## REQUIRED WORK
Each line of the listing, apart from the pictures, is to be printed exactly.

------------------------------------

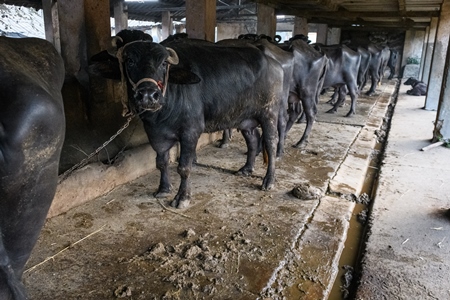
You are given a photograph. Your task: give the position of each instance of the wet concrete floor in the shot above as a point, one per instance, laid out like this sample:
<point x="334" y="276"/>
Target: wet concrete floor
<point x="234" y="241"/>
<point x="407" y="253"/>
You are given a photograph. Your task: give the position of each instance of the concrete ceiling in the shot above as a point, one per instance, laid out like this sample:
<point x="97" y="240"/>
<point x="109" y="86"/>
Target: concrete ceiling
<point x="384" y="14"/>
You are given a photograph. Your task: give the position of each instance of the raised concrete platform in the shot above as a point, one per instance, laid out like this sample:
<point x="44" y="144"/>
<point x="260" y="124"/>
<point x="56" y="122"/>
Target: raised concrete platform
<point x="408" y="248"/>
<point x="234" y="241"/>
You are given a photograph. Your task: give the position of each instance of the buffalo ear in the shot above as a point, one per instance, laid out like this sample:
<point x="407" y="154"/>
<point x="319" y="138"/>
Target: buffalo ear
<point x="182" y="76"/>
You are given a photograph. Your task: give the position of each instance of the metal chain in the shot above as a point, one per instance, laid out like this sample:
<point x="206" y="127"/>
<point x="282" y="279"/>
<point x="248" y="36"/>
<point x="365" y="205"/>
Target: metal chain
<point x="84" y="161"/>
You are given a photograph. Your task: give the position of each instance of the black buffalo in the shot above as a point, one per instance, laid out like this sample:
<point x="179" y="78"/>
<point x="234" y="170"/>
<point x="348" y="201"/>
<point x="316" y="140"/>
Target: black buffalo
<point x="378" y="62"/>
<point x="419" y="88"/>
<point x="304" y="72"/>
<point x="32" y="128"/>
<point x="207" y="88"/>
<point x="308" y="77"/>
<point x="342" y="73"/>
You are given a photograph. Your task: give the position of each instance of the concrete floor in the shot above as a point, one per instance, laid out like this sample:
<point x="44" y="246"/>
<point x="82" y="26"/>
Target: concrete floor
<point x="251" y="244"/>
<point x="408" y="251"/>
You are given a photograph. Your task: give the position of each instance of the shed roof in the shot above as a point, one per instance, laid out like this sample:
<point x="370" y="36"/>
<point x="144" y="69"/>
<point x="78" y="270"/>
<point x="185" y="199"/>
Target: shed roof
<point x="389" y="14"/>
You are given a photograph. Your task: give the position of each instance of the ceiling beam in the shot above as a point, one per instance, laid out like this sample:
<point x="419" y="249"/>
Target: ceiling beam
<point x="359" y="14"/>
<point x="408" y="23"/>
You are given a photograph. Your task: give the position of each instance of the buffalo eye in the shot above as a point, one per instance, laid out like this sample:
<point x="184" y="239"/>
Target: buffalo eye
<point x="130" y="62"/>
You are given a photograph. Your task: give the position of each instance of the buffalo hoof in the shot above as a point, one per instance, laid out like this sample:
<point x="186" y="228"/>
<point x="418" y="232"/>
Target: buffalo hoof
<point x="268" y="183"/>
<point x="161" y="194"/>
<point x="350" y="114"/>
<point x="300" y="145"/>
<point x="244" y="171"/>
<point x="224" y="145"/>
<point x="180" y="204"/>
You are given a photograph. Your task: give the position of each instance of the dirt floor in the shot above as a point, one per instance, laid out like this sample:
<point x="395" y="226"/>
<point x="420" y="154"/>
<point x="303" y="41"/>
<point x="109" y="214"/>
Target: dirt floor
<point x="233" y="242"/>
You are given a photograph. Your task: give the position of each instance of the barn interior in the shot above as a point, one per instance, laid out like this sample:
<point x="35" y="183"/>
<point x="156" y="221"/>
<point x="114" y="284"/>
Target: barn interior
<point x="106" y="236"/>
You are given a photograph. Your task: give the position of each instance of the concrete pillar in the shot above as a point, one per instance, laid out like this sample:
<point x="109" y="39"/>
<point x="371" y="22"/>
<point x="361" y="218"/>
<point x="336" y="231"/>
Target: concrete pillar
<point x="413" y="46"/>
<point x="322" y="31"/>
<point x="103" y="103"/>
<point x="180" y="28"/>
<point x="267" y="21"/>
<point x="72" y="34"/>
<point x="300" y="26"/>
<point x="424" y="52"/>
<point x="167" y="27"/>
<point x="439" y="54"/>
<point x="51" y="23"/>
<point x="442" y="124"/>
<point x="333" y="36"/>
<point x="201" y="19"/>
<point x="429" y="49"/>
<point x="120" y="16"/>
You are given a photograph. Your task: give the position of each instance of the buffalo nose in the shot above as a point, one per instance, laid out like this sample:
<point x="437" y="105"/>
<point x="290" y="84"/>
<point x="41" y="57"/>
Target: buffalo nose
<point x="149" y="95"/>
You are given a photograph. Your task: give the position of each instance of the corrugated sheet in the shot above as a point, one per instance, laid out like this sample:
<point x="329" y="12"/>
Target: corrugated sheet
<point x="19" y="21"/>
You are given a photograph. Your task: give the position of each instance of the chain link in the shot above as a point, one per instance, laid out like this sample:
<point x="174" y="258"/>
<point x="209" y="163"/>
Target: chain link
<point x="85" y="161"/>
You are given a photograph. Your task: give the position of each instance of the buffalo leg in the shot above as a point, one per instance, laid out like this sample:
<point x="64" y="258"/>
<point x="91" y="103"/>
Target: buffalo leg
<point x="162" y="164"/>
<point x="187" y="153"/>
<point x="353" y="91"/>
<point x="342" y="93"/>
<point x="226" y="138"/>
<point x="375" y="80"/>
<point x="334" y="97"/>
<point x="310" y="111"/>
<point x="281" y="127"/>
<point x="252" y="139"/>
<point x="294" y="110"/>
<point x="270" y="138"/>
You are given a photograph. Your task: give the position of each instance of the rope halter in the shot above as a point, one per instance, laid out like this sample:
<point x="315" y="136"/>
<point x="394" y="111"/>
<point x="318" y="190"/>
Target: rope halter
<point x="162" y="86"/>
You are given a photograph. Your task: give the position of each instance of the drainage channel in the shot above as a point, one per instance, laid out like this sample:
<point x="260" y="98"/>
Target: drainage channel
<point x="345" y="285"/>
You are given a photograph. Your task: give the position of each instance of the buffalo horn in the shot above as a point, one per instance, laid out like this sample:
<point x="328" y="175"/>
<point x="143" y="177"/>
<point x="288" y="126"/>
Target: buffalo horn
<point x="113" y="50"/>
<point x="173" y="57"/>
<point x="115" y="39"/>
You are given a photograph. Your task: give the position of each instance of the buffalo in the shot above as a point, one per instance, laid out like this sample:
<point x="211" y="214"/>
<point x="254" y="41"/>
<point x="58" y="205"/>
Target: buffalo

------------------------------------

## SOLUTION TO THE EXERCISE
You are given a photograph. Your task: give the position of each instance of the wet concrete floor in the shot above as a point, one per instance, laid out like this sample:
<point x="334" y="276"/>
Target: wet concrete floor
<point x="234" y="241"/>
<point x="407" y="253"/>
You are given a photograph. Your task: give the position of each instance of the concrete ceiling in the shot above as a point, one per instance, laid out like this sample:
<point x="97" y="240"/>
<point x="109" y="86"/>
Target: concrete ceiling
<point x="384" y="14"/>
You are given a photograph. Your task: give the position of each instance of the raised concrete platform in the shot above as a point, one per instance, laid out like this sample:
<point x="44" y="144"/>
<point x="260" y="124"/>
<point x="56" y="122"/>
Target: raised concrete platform
<point x="408" y="248"/>
<point x="234" y="241"/>
You are given a photograph. Your task: give the position of each instance of the buffalo ear in the shot above as a point, one per instance, laid out like this sample:
<point x="407" y="154"/>
<point x="319" y="138"/>
Target: buffalo ear
<point x="182" y="76"/>
You are given a photograph. Your task: give the position of each instance of the metal chain in the shot above as a point, one per instance, laid out like this sample:
<point x="206" y="127"/>
<point x="282" y="279"/>
<point x="248" y="36"/>
<point x="365" y="205"/>
Target: metal chain
<point x="84" y="161"/>
You are given a photograph. Your task: give the position of each instance of the black buffalo in the shot above as a point, one per instance, laid out like this sample:
<point x="179" y="78"/>
<point x="234" y="170"/>
<point x="348" y="201"/>
<point x="316" y="140"/>
Target: black buffalo
<point x="378" y="62"/>
<point x="419" y="88"/>
<point x="304" y="72"/>
<point x="32" y="128"/>
<point x="207" y="88"/>
<point x="308" y="77"/>
<point x="342" y="73"/>
You are given a photograph. Your task: give the position of each instance of the concrete floor in the shot above as a point, one per instance, laid out like this sample:
<point x="44" y="246"/>
<point x="82" y="26"/>
Target: concrete floor
<point x="251" y="244"/>
<point x="408" y="251"/>
You are given a photograph. Your task: give the position of each instance of the shed roof in the shot above as a point, one per instance, laid out like this sample:
<point x="370" y="36"/>
<point x="144" y="69"/>
<point x="78" y="270"/>
<point x="185" y="199"/>
Target: shed roof
<point x="389" y="14"/>
You are given a photograph. Your task: give the position of each instance of the ceiling beam in the shot above as a point, one per instance, laid out like this sample:
<point x="419" y="249"/>
Target: ceiling beam
<point x="359" y="14"/>
<point x="408" y="23"/>
You are given a photograph. Your task: give the position of each instance of the buffalo eye in the shot above as a point, one per instance, laid out like this sample:
<point x="184" y="239"/>
Target: buffalo eye
<point x="130" y="62"/>
You are given a photograph. Your task: give the position of each instance of the buffalo hoof in the shot above as a point, one per instance, laid out like this sample:
<point x="186" y="228"/>
<point x="418" y="232"/>
Target: buffalo hoof
<point x="268" y="183"/>
<point x="161" y="194"/>
<point x="350" y="114"/>
<point x="300" y="145"/>
<point x="244" y="171"/>
<point x="224" y="145"/>
<point x="180" y="204"/>
You are given a photograph. Your task: give the position of each instance of the dirt floor in the shot above as a point, one per instance, laid out like this sample:
<point x="395" y="226"/>
<point x="420" y="154"/>
<point x="303" y="41"/>
<point x="109" y="214"/>
Target: dirt floor
<point x="233" y="242"/>
You are given a photograph. Your task: give the position of each instance of the barn interior in the shot above as a point, one per instance, laid out like this sample:
<point x="35" y="183"/>
<point x="156" y="221"/>
<point x="114" y="284"/>
Target: barn interior
<point x="106" y="236"/>
You are given a photograph. Your task: give the position of each instance of the concrete pillar in the shot above as a point, one per instance, laid out like this sample:
<point x="109" y="39"/>
<point x="371" y="22"/>
<point x="361" y="218"/>
<point x="336" y="231"/>
Target: concrete pillar
<point x="413" y="46"/>
<point x="322" y="31"/>
<point x="103" y="103"/>
<point x="180" y="28"/>
<point x="267" y="21"/>
<point x="72" y="34"/>
<point x="300" y="26"/>
<point x="424" y="52"/>
<point x="167" y="27"/>
<point x="439" y="54"/>
<point x="51" y="23"/>
<point x="442" y="124"/>
<point x="333" y="36"/>
<point x="201" y="19"/>
<point x="429" y="49"/>
<point x="120" y="16"/>
You are given a photograph. Your task: give the position of each instance of the buffalo nose in the shot above as a point, one per instance, laid out like this sample:
<point x="437" y="105"/>
<point x="290" y="84"/>
<point x="41" y="57"/>
Target: buffalo nose
<point x="149" y="95"/>
You are given a photograph. Your task: give the position of each instance of the corrugated sheet in the shot above as a point, one per instance, laid out like this sample:
<point x="329" y="12"/>
Target: corrugated sheet
<point x="19" y="21"/>
You are given a photograph. Your task: give the position of each instance of the chain link in the shot above as a point, one per instance, laid out like this sample:
<point x="174" y="258"/>
<point x="209" y="163"/>
Target: chain link
<point x="85" y="161"/>
You are given a photograph. Your task: give the position of each instance of the buffalo leg in the shot above as a point, one per instance, laid out like this sample:
<point x="64" y="258"/>
<point x="91" y="103"/>
Target: buffalo leg
<point x="162" y="164"/>
<point x="187" y="153"/>
<point x="353" y="91"/>
<point x="342" y="93"/>
<point x="226" y="138"/>
<point x="375" y="80"/>
<point x="334" y="97"/>
<point x="310" y="111"/>
<point x="281" y="127"/>
<point x="252" y="139"/>
<point x="294" y="110"/>
<point x="270" y="138"/>
You are given a photograph. Your task: give the position of each instance of the rope halter in the shot above as a point, one per instance, laid out like this sample:
<point x="315" y="136"/>
<point x="394" y="111"/>
<point x="318" y="190"/>
Target: rope halter
<point x="162" y="86"/>
You are given a photograph. Your task: give the position of each instance of the drainage channel in the shot above as a point, one per instance, laid out like this sample:
<point x="260" y="98"/>
Target: drainage channel
<point x="345" y="285"/>
You are given a photograph. Your task: give the position of each instance of the buffalo horn in the shot above as a point, one per instance, laid out like this sample:
<point x="328" y="175"/>
<point x="143" y="177"/>
<point x="288" y="126"/>
Target: buffalo horn
<point x="113" y="50"/>
<point x="173" y="57"/>
<point x="115" y="39"/>
You are given a photograph. Your task: give the position of each instance of the buffalo in the shot above as a point, one per instance, laid out like this sample:
<point x="211" y="214"/>
<point x="254" y="41"/>
<point x="58" y="205"/>
Target: buffalo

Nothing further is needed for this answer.